= Source =
------------------------------------------------------------------------

Calculates statistically significant difference in co-occurrence counts.
corp_coco(A, B, nodes, collocates = NULL, fdr = 0.01) # Deprecated
coco(A, B, nodes, fdr = 0.01, collocates = NULL)
A data.table of the form
Classes ‘data.table’ and 'data.frame': 11 variables:
$ x : chr
$ y : chr
$ H_A : int
$ M_A : int
$ H_B : int
$ M_B : int
$ effect_size : num
$ CI_lower : num
$ CI_upper : num
$ p_value : num
$ p_adjusted : num
- attr(*, "sorted")= chr "x" "y"
- attr(*, ".internal.selfref")=<externalptr>
- attr(*, "coco_metadata")=List of 5
..$ nodes : chr
..$ collocates : chr
..$ fdr : num
..$ PACKAGE_VERSION:Classes 'package_version', 'numeric_version'
.. ..$ : int
..$ date : Date, format: "2016-11-01"
A corp_cooccurrence object.
For the deprecated coco function this is a
data.frame of co-occurrence counts as returned by
corp_get_counts.

------------------------------------------------------------------------

= What the task requires =
Copy the coco documentation from "Calculates statistically significant" up to and including "collocates = NULL)".

------------------------------------------------------------------------

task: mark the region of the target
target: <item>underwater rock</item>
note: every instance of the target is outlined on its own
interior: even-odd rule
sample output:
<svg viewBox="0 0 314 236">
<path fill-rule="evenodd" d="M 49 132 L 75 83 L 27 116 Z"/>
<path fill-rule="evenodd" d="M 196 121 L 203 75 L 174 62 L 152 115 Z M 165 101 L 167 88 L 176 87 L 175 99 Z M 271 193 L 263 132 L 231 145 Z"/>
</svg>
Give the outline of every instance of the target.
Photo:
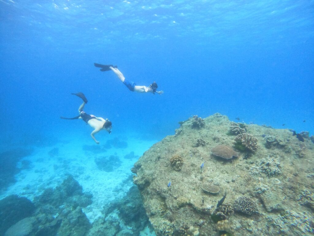
<svg viewBox="0 0 314 236">
<path fill-rule="evenodd" d="M 179 171 L 181 170 L 183 165 L 183 159 L 181 156 L 176 154 L 170 158 L 170 163 L 174 170 Z"/>
<path fill-rule="evenodd" d="M 89 222 L 82 208 L 78 206 L 63 219 L 57 235 L 85 236 L 90 228 Z"/>
<path fill-rule="evenodd" d="M 33 225 L 35 222 L 34 217 L 24 218 L 10 227 L 4 236 L 27 236 L 33 231 Z"/>
<path fill-rule="evenodd" d="M 78 206 L 86 207 L 92 202 L 91 194 L 83 193 L 83 188 L 71 175 L 69 175 L 55 189 L 46 188 L 43 193 L 34 198 L 36 205 L 45 211 L 56 214 L 60 206 L 66 205 L 76 208 Z"/>
<path fill-rule="evenodd" d="M 206 125 L 199 129 L 192 128 L 193 119 L 181 123 L 179 135 L 167 136 L 152 146 L 132 169 L 135 174 L 133 183 L 140 191 L 146 214 L 156 235 L 191 235 L 188 231 L 190 228 L 197 229 L 193 232 L 200 235 L 227 233 L 222 231 L 219 234 L 217 232 L 216 222 L 225 219 L 228 220 L 230 226 L 228 230 L 234 230 L 233 235 L 281 235 L 280 227 L 286 226 L 274 223 L 277 219 L 280 224 L 285 221 L 289 222 L 286 227 L 290 227 L 293 234 L 286 233 L 285 235 L 306 235 L 302 230 L 308 230 L 311 225 L 309 222 L 312 218 L 310 217 L 312 210 L 305 207 L 307 205 L 301 205 L 303 202 L 307 204 L 306 199 L 309 199 L 306 194 L 299 199 L 297 196 L 300 194 L 300 189 L 312 191 L 314 144 L 309 140 L 302 142 L 292 138 L 291 132 L 287 129 L 248 125 L 246 133 L 255 138 L 252 139 L 255 140 L 256 147 L 258 142 L 265 143 L 263 134 L 276 137 L 279 143 L 276 148 L 270 149 L 261 145 L 249 159 L 239 156 L 232 162 L 223 161 L 212 158 L 211 151 L 217 145 L 230 146 L 233 143 L 235 136 L 229 133 L 230 121 L 228 117 L 214 114 L 203 119 Z M 193 147 L 195 140 L 200 137 L 207 144 Z M 252 154 L 249 150 L 245 149 L 246 153 Z M 303 158 L 299 158 L 299 153 L 303 154 Z M 184 160 L 183 168 L 179 171 L 174 171 L 169 162 L 170 157 L 177 154 Z M 269 159 L 265 157 L 268 155 Z M 269 162 L 272 159 L 273 166 Z M 203 163 L 205 164 L 200 168 Z M 204 183 L 216 186 L 219 183 L 219 188 L 224 191 L 208 194 L 202 189 Z M 226 192 L 228 194 L 224 202 L 234 202 L 239 196 L 249 199 L 243 205 L 241 202 L 238 206 L 236 204 L 235 210 L 244 213 L 232 214 L 230 211 L 232 207 L 228 208 L 229 210 L 227 207 L 220 209 L 226 203 L 217 209 L 217 203 Z M 256 198 L 253 199 L 253 196 Z M 265 207 L 260 207 L 258 204 Z M 304 219 L 296 216 L 294 221 L 290 222 L 280 215 L 292 209 L 298 216 L 309 216 L 306 228 L 302 228 L 300 224 Z M 254 214 L 257 211 L 259 214 Z M 293 228 L 295 221 L 299 226 Z M 309 232 L 306 231 L 308 234 Z"/>
<path fill-rule="evenodd" d="M 246 150 L 255 152 L 257 149 L 257 139 L 252 134 L 243 133 L 238 134 L 235 138 L 235 146 L 241 151 Z"/>
<path fill-rule="evenodd" d="M 246 132 L 246 127 L 245 124 L 232 122 L 230 123 L 230 126 L 229 128 L 229 133 L 231 134 L 236 135 Z"/>
<path fill-rule="evenodd" d="M 11 195 L 0 200 L 0 235 L 35 209 L 34 204 L 24 197 Z"/>
<path fill-rule="evenodd" d="M 193 115 L 192 117 L 192 128 L 200 129 L 205 126 L 205 121 L 201 117 L 198 117 L 197 115 Z"/>
<path fill-rule="evenodd" d="M 240 212 L 250 216 L 258 213 L 256 204 L 249 198 L 239 197 L 235 201 L 233 209 L 235 211 Z"/>
<path fill-rule="evenodd" d="M 213 194 L 218 194 L 220 191 L 220 188 L 219 186 L 207 183 L 203 183 L 201 185 L 201 187 L 204 192 Z"/>
<path fill-rule="evenodd" d="M 212 149 L 212 152 L 215 156 L 224 159 L 231 159 L 237 157 L 239 153 L 235 152 L 231 148 L 225 145 L 218 145 Z"/>
</svg>

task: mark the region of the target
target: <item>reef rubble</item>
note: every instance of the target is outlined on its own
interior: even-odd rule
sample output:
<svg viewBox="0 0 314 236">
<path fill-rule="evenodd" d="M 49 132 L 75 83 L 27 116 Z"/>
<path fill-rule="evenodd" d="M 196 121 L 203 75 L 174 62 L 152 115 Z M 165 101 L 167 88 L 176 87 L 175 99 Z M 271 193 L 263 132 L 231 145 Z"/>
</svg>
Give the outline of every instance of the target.
<svg viewBox="0 0 314 236">
<path fill-rule="evenodd" d="M 308 136 L 300 141 L 289 130 L 237 124 L 219 113 L 179 124 L 131 169 L 156 235 L 313 235 Z M 218 157 L 212 152 L 218 145 L 239 155 Z"/>
</svg>

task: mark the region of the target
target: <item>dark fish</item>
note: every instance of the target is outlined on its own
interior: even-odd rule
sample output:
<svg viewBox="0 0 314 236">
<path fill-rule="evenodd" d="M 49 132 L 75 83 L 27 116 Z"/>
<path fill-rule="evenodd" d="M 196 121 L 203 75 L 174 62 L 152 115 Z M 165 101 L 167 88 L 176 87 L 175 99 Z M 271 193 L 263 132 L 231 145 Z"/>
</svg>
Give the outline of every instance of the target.
<svg viewBox="0 0 314 236">
<path fill-rule="evenodd" d="M 217 204 L 217 207 L 219 207 L 219 206 L 221 206 L 222 205 L 222 204 L 224 203 L 224 201 L 225 201 L 225 199 L 226 198 L 226 196 L 227 195 L 227 191 L 225 193 L 225 196 L 224 196 L 223 197 L 219 200 L 218 202 L 218 204 Z"/>
<path fill-rule="evenodd" d="M 301 141 L 301 142 L 304 142 L 304 139 L 303 138 L 303 137 L 300 134 L 297 134 L 296 137 L 299 140 L 299 141 Z"/>
<path fill-rule="evenodd" d="M 293 130 L 292 129 L 290 129 L 289 130 L 290 131 L 291 131 L 293 133 L 292 134 L 292 136 L 294 136 L 295 135 L 296 135 L 296 133 L 295 132 L 295 131 Z"/>
</svg>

------------------------------------------------------------------------

= Solution to this task =
Calculates statistically significant difference in co-occurrence counts.
corp_coco(A, B, nodes, collocates = NULL, fdr = 0.01) # Deprecated
coco(A, B, nodes, fdr = 0.01, collocates = NULL)